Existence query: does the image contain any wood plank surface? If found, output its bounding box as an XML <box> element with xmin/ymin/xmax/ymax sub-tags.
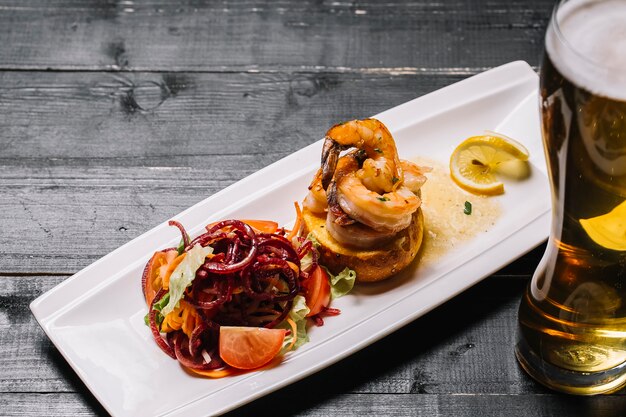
<box><xmin>0</xmin><ymin>0</ymin><xmax>554</xmax><ymax>73</ymax></box>
<box><xmin>0</xmin><ymin>272</ymin><xmax>626</xmax><ymax>417</ymax></box>
<box><xmin>0</xmin><ymin>393</ymin><xmax>626</xmax><ymax>417</ymax></box>
<box><xmin>0</xmin><ymin>72</ymin><xmax>472</xmax><ymax>274</ymax></box>
<box><xmin>6</xmin><ymin>0</ymin><xmax>626</xmax><ymax>417</ymax></box>
<box><xmin>0</xmin><ymin>272</ymin><xmax>539</xmax><ymax>394</ymax></box>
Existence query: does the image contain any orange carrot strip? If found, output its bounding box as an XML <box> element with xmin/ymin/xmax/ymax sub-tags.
<box><xmin>181</xmin><ymin>365</ymin><xmax>237</xmax><ymax>378</ymax></box>
<box><xmin>286</xmin><ymin>201</ymin><xmax>302</xmax><ymax>242</ymax></box>
<box><xmin>205</xmin><ymin>220</ymin><xmax>278</xmax><ymax>233</ymax></box>
<box><xmin>285</xmin><ymin>317</ymin><xmax>298</xmax><ymax>352</ymax></box>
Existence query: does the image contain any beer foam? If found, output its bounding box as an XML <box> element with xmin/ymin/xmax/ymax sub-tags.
<box><xmin>546</xmin><ymin>0</ymin><xmax>626</xmax><ymax>101</ymax></box>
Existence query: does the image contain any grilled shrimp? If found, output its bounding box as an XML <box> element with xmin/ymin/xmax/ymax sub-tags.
<box><xmin>322</xmin><ymin>119</ymin><xmax>404</xmax><ymax>193</ymax></box>
<box><xmin>327</xmin><ymin>153</ymin><xmax>421</xmax><ymax>233</ymax></box>
<box><xmin>302</xmin><ymin>168</ymin><xmax>328</xmax><ymax>214</ymax></box>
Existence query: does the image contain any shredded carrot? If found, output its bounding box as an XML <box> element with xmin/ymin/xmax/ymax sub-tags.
<box><xmin>287</xmin><ymin>201</ymin><xmax>302</xmax><ymax>242</ymax></box>
<box><xmin>183</xmin><ymin>366</ymin><xmax>238</xmax><ymax>378</ymax></box>
<box><xmin>287</xmin><ymin>261</ymin><xmax>300</xmax><ymax>276</ymax></box>
<box><xmin>205</xmin><ymin>220</ymin><xmax>278</xmax><ymax>233</ymax></box>
<box><xmin>161</xmin><ymin>300</ymin><xmax>202</xmax><ymax>337</ymax></box>
<box><xmin>285</xmin><ymin>317</ymin><xmax>298</xmax><ymax>352</ymax></box>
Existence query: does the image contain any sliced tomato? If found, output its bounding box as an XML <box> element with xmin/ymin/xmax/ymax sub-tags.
<box><xmin>142</xmin><ymin>249</ymin><xmax>178</xmax><ymax>305</ymax></box>
<box><xmin>219</xmin><ymin>326</ymin><xmax>287</xmax><ymax>369</ymax></box>
<box><xmin>206</xmin><ymin>220</ymin><xmax>278</xmax><ymax>233</ymax></box>
<box><xmin>302</xmin><ymin>265</ymin><xmax>330</xmax><ymax>317</ymax></box>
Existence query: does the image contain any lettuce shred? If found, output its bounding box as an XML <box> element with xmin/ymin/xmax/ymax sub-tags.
<box><xmin>277</xmin><ymin>295</ymin><xmax>311</xmax><ymax>350</ymax></box>
<box><xmin>326</xmin><ymin>267</ymin><xmax>356</xmax><ymax>300</ymax></box>
<box><xmin>161</xmin><ymin>245</ymin><xmax>213</xmax><ymax>316</ymax></box>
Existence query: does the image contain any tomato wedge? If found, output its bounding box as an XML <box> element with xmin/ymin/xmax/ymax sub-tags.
<box><xmin>206</xmin><ymin>220</ymin><xmax>278</xmax><ymax>233</ymax></box>
<box><xmin>142</xmin><ymin>249</ymin><xmax>178</xmax><ymax>305</ymax></box>
<box><xmin>302</xmin><ymin>265</ymin><xmax>330</xmax><ymax>317</ymax></box>
<box><xmin>219</xmin><ymin>326</ymin><xmax>287</xmax><ymax>369</ymax></box>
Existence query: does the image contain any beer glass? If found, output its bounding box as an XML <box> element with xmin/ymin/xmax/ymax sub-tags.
<box><xmin>516</xmin><ymin>0</ymin><xmax>626</xmax><ymax>395</ymax></box>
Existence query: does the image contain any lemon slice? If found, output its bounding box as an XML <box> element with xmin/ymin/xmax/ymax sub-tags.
<box><xmin>450</xmin><ymin>132</ymin><xmax>528</xmax><ymax>195</ymax></box>
<box><xmin>580</xmin><ymin>201</ymin><xmax>626</xmax><ymax>251</ymax></box>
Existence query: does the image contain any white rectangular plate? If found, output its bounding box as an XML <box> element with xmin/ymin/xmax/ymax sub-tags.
<box><xmin>30</xmin><ymin>62</ymin><xmax>550</xmax><ymax>417</ymax></box>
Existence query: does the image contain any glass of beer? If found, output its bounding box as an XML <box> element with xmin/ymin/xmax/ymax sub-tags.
<box><xmin>516</xmin><ymin>0</ymin><xmax>626</xmax><ymax>395</ymax></box>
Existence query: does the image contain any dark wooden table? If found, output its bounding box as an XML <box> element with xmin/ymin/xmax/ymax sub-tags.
<box><xmin>0</xmin><ymin>0</ymin><xmax>626</xmax><ymax>416</ymax></box>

####################

▶ WHAT IS NEEDED: Express every row above as a JSON list of strings with one string per line, leaving out blank lines and the pictures.

▶ RESPONSE:
[
  "Existence query: does the image contain any wood plank surface? If found, output its bounding box as an XML <box> element with xmin/ymin/xmax/ymax sub-tags.",
  "<box><xmin>0</xmin><ymin>0</ymin><xmax>554</xmax><ymax>73</ymax></box>",
  "<box><xmin>0</xmin><ymin>272</ymin><xmax>626</xmax><ymax>417</ymax></box>",
  "<box><xmin>0</xmin><ymin>393</ymin><xmax>626</xmax><ymax>417</ymax></box>",
  "<box><xmin>0</xmin><ymin>72</ymin><xmax>472</xmax><ymax>274</ymax></box>",
  "<box><xmin>6</xmin><ymin>0</ymin><xmax>626</xmax><ymax>417</ymax></box>",
  "<box><xmin>0</xmin><ymin>272</ymin><xmax>539</xmax><ymax>394</ymax></box>",
  "Existence query: does the image contain any orange carrot strip? If found, output its bounding box as an XML <box> element with xmin/ymin/xmax/ymax sub-tags.",
  "<box><xmin>181</xmin><ymin>365</ymin><xmax>237</xmax><ymax>378</ymax></box>",
  "<box><xmin>286</xmin><ymin>201</ymin><xmax>302</xmax><ymax>242</ymax></box>",
  "<box><xmin>205</xmin><ymin>220</ymin><xmax>278</xmax><ymax>233</ymax></box>",
  "<box><xmin>285</xmin><ymin>317</ymin><xmax>298</xmax><ymax>352</ymax></box>",
  "Existence query: does the image contain any beer foam? If found, output its bounding box as an XML <box> element with xmin/ymin/xmax/ymax sub-tags.",
  "<box><xmin>546</xmin><ymin>0</ymin><xmax>626</xmax><ymax>101</ymax></box>",
  "Existence query: does the image contain any grilled shrimp? If found, output its bounding box as an XML <box> element with xmin/ymin/xmax/ymax sub-tags.",
  "<box><xmin>322</xmin><ymin>119</ymin><xmax>404</xmax><ymax>193</ymax></box>",
  "<box><xmin>327</xmin><ymin>153</ymin><xmax>421</xmax><ymax>233</ymax></box>",
  "<box><xmin>302</xmin><ymin>168</ymin><xmax>328</xmax><ymax>214</ymax></box>",
  "Existence query: does the image contain any shredded carrot? If found, output its bounding box as an XML <box> element with xmin/ymin/xmax/ymax sub-tags.",
  "<box><xmin>287</xmin><ymin>201</ymin><xmax>302</xmax><ymax>242</ymax></box>",
  "<box><xmin>183</xmin><ymin>366</ymin><xmax>238</xmax><ymax>378</ymax></box>",
  "<box><xmin>287</xmin><ymin>261</ymin><xmax>300</xmax><ymax>276</ymax></box>",
  "<box><xmin>205</xmin><ymin>220</ymin><xmax>278</xmax><ymax>233</ymax></box>",
  "<box><xmin>161</xmin><ymin>300</ymin><xmax>202</xmax><ymax>337</ymax></box>",
  "<box><xmin>285</xmin><ymin>317</ymin><xmax>298</xmax><ymax>352</ymax></box>",
  "Existence query: does the image contain any sliced tomato? If found, output its bounding box as an XML <box> element with xmin/ymin/xmax/ymax sub-tags.",
  "<box><xmin>142</xmin><ymin>249</ymin><xmax>178</xmax><ymax>305</ymax></box>",
  "<box><xmin>219</xmin><ymin>326</ymin><xmax>287</xmax><ymax>369</ymax></box>",
  "<box><xmin>206</xmin><ymin>220</ymin><xmax>278</xmax><ymax>233</ymax></box>",
  "<box><xmin>302</xmin><ymin>265</ymin><xmax>330</xmax><ymax>317</ymax></box>",
  "Existence query: does the image contain any lettuce shred? If found, output its bounding box as an XML <box> element with xmin/ymin/xmax/ymax sub-tags.",
  "<box><xmin>277</xmin><ymin>295</ymin><xmax>311</xmax><ymax>350</ymax></box>",
  "<box><xmin>326</xmin><ymin>267</ymin><xmax>356</xmax><ymax>300</ymax></box>",
  "<box><xmin>161</xmin><ymin>245</ymin><xmax>213</xmax><ymax>316</ymax></box>",
  "Existence query: does the image contain any tomato wedge? If found, output its bounding box as an XML <box> element with xmin/ymin/xmax/ymax sub-tags.",
  "<box><xmin>206</xmin><ymin>220</ymin><xmax>278</xmax><ymax>233</ymax></box>",
  "<box><xmin>142</xmin><ymin>249</ymin><xmax>178</xmax><ymax>305</ymax></box>",
  "<box><xmin>302</xmin><ymin>265</ymin><xmax>330</xmax><ymax>317</ymax></box>",
  "<box><xmin>219</xmin><ymin>326</ymin><xmax>287</xmax><ymax>369</ymax></box>",
  "Existence query: does the image contain any beer glass? If found, output its bounding box as an XML <box> element with xmin/ymin/xmax/ymax sub-tags.",
  "<box><xmin>516</xmin><ymin>0</ymin><xmax>626</xmax><ymax>395</ymax></box>",
  "Existence query: does the image contain any lemon slice? If found, output its bounding box as an XML <box> element with xmin/ymin/xmax/ymax sub-tags.",
  "<box><xmin>450</xmin><ymin>132</ymin><xmax>528</xmax><ymax>195</ymax></box>",
  "<box><xmin>580</xmin><ymin>201</ymin><xmax>626</xmax><ymax>251</ymax></box>",
  "Existence query: does the image contain any white rectangular plate? If found, output its bounding box as an XML <box> element with xmin/ymin/xmax/ymax sub-tags.",
  "<box><xmin>30</xmin><ymin>62</ymin><xmax>550</xmax><ymax>417</ymax></box>",
  "Existence query: does the image contain any glass of beer? If found, output its bounding box as an XML <box> element with xmin/ymin/xmax/ymax sub-tags.",
  "<box><xmin>516</xmin><ymin>0</ymin><xmax>626</xmax><ymax>395</ymax></box>",
  "Existence query: does the image contain any dark wooden table? If found, output its bounding box as an XML <box> element with xmin/ymin/xmax/ymax sub-tags.",
  "<box><xmin>0</xmin><ymin>0</ymin><xmax>626</xmax><ymax>416</ymax></box>"
]